> **Goal of the exercise**: Return each line below that contains the word "brown", copying it in full.

#####

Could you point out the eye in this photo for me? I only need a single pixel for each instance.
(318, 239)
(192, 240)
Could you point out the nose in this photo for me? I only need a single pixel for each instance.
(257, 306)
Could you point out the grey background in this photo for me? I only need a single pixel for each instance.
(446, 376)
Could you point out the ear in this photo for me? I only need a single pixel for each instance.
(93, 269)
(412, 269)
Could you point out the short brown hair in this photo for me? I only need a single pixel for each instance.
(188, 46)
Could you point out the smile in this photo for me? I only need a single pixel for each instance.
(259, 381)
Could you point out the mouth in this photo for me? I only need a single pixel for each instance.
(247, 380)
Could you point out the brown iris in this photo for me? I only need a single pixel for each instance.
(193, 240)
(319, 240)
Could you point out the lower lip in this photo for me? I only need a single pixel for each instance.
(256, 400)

#####

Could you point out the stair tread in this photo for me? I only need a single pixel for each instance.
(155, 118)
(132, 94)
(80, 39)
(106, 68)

#####

> **Solution for this task**:
Could you point out the short brown hair in this photo for me? I only need a single pixel for each instance.
Could you point out the brown iris in this photo for me? I only need a single pixel for each instance.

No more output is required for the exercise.